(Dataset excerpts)
━━━━━━━━━━━━━━━━━━━━

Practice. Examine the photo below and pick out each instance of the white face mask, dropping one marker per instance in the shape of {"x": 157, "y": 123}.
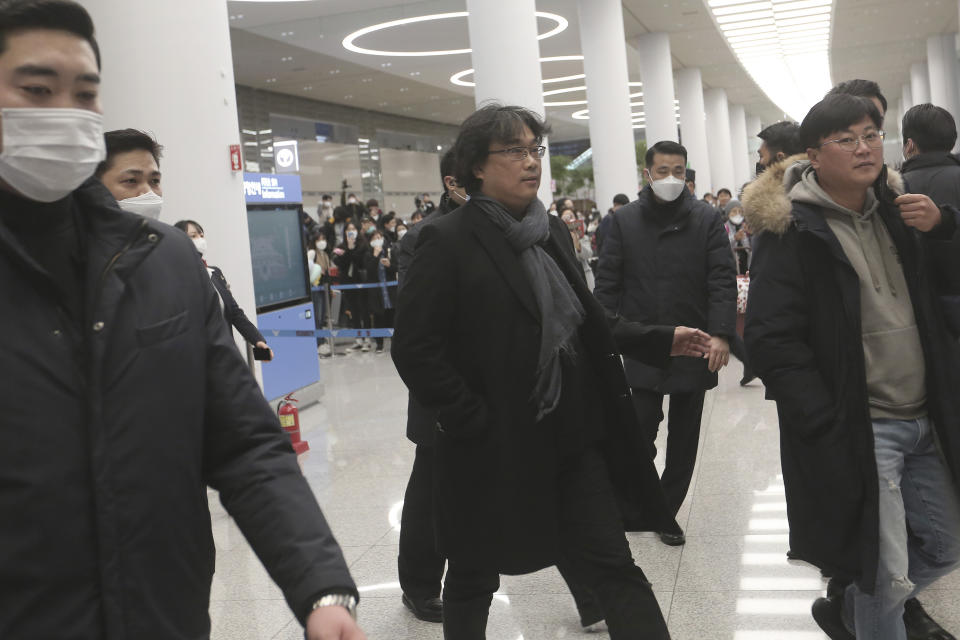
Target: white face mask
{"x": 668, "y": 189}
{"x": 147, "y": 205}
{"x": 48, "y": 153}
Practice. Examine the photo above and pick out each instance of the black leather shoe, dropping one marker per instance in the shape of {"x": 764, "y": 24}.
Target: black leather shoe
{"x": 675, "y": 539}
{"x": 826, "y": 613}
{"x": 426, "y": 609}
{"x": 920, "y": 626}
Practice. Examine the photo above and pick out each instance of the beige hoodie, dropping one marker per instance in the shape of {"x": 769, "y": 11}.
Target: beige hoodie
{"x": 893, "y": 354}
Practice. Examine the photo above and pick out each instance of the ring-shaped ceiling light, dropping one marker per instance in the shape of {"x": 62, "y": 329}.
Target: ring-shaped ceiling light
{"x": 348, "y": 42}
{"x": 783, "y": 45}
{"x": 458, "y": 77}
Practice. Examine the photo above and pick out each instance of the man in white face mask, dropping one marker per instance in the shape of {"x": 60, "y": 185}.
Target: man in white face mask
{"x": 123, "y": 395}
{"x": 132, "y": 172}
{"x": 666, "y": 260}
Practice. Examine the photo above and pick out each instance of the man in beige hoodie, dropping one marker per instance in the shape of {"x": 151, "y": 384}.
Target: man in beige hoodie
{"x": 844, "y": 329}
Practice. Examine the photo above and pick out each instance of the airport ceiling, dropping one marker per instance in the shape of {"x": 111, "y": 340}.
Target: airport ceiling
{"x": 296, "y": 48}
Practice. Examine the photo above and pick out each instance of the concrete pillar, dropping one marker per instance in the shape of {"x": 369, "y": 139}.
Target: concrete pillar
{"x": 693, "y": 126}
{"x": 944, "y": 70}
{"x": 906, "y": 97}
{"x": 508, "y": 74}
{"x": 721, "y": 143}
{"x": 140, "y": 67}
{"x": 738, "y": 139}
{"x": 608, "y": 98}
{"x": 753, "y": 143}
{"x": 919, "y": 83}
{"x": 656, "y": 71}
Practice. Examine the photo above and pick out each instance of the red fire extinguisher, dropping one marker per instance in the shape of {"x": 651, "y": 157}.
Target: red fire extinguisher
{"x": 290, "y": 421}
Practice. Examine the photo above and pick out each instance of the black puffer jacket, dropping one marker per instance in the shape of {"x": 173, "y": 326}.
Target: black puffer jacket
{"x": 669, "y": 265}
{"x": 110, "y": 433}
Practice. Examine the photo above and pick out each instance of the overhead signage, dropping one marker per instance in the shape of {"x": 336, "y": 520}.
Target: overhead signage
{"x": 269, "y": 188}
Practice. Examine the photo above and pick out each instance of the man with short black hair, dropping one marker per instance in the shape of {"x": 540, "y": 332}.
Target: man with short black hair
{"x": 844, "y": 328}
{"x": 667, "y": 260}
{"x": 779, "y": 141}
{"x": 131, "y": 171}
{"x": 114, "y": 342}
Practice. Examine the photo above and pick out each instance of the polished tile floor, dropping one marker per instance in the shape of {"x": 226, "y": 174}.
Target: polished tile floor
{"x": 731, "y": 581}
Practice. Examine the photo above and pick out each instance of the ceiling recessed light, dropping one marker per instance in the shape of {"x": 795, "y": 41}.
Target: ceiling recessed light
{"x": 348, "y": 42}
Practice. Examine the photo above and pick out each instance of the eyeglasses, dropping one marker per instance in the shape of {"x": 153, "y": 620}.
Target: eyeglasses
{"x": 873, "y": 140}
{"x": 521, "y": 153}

━━━━━━━━━━━━━━━━━━━━

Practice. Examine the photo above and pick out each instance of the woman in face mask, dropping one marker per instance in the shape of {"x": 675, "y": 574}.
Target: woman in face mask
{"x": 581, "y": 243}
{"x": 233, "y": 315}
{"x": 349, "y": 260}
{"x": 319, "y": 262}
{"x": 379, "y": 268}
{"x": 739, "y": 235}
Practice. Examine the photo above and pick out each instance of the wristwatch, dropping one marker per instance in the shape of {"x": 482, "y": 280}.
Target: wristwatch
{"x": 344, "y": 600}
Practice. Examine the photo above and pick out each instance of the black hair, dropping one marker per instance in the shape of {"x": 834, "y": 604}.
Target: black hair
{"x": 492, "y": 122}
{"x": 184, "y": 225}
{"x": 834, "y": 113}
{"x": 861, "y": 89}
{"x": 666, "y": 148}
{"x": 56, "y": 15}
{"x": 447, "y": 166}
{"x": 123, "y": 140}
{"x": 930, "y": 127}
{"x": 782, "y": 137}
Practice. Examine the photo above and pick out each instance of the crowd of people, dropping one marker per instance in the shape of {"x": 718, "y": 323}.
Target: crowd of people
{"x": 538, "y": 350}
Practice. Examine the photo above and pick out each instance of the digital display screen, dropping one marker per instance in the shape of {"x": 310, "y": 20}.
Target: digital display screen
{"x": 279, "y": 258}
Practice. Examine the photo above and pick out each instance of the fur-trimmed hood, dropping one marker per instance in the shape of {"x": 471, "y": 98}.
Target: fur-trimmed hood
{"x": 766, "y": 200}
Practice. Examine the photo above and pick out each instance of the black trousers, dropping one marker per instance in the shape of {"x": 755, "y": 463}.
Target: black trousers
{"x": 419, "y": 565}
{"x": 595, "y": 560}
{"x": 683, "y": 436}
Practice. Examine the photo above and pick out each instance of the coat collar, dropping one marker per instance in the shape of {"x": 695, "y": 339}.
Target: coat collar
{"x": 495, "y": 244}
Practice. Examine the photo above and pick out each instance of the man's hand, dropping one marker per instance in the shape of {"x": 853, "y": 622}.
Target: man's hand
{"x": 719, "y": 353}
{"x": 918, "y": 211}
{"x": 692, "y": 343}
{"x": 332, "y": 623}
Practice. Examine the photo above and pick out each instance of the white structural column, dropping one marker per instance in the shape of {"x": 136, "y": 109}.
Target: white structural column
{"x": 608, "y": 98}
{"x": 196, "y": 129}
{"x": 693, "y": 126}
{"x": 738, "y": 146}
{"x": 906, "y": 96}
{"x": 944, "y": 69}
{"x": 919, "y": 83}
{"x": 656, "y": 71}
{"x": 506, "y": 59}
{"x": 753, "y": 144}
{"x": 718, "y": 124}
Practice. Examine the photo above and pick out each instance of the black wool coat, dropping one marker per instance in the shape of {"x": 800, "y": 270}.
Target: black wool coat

━━━━━━━━━━━━━━━━━━━━

Task description: Your answer should be the exact lines above from the one with "Target: ring-shaped ceiling light" through the one with "the man with", both included, and nothing besides.

Worked solution:
Target: ring-shaped ceiling light
{"x": 348, "y": 42}
{"x": 783, "y": 45}
{"x": 458, "y": 77}
Practice. Examine the photo above and pick out each instance of the man in white face mask, dropping one marker per instance in the shape of {"x": 60, "y": 185}.
Target: man in white face mask
{"x": 123, "y": 395}
{"x": 132, "y": 172}
{"x": 666, "y": 260}
Practice. Examine the photo above and pick out each instance of the man in beige hoodie, dropping one marker per instance in the shape of {"x": 151, "y": 384}.
Target: man in beige hoodie
{"x": 844, "y": 329}
Practice. Examine the photo above and pick out each instance of the airport ceiling, dropping one marker per instance in the shape of {"x": 111, "y": 340}.
Target: airport ceiling
{"x": 296, "y": 48}
Practice. Examine the photo above and pick out each instance of the concrete pillar, dropping one marker per instance in the shape of {"x": 369, "y": 139}.
Target: concrete pillar
{"x": 693, "y": 126}
{"x": 944, "y": 70}
{"x": 906, "y": 97}
{"x": 508, "y": 74}
{"x": 721, "y": 143}
{"x": 140, "y": 67}
{"x": 738, "y": 139}
{"x": 608, "y": 98}
{"x": 753, "y": 143}
{"x": 919, "y": 83}
{"x": 656, "y": 71}
Practice. Examine the photo above and pick out each instance of the red fire extinguisher, dropping one marker per instance in the shape of {"x": 651, "y": 157}.
Target: red fire extinguisher
{"x": 290, "y": 421}
Practice. Examine the photo above and pick out each instance of the black puffer jacket, dropping one marker per instance in the shape of {"x": 173, "y": 326}.
Target: black puffer jacket
{"x": 669, "y": 265}
{"x": 110, "y": 433}
Practice. Examine the photo above and pick out each instance of the overhead signage, dropping one marker per instance in the shape of {"x": 336, "y": 520}.
Target: overhead signage
{"x": 269, "y": 188}
Practice. Examine the photo above and pick out each instance of the man with short black hair, dropping one marker per instance in the shape of {"x": 540, "y": 332}.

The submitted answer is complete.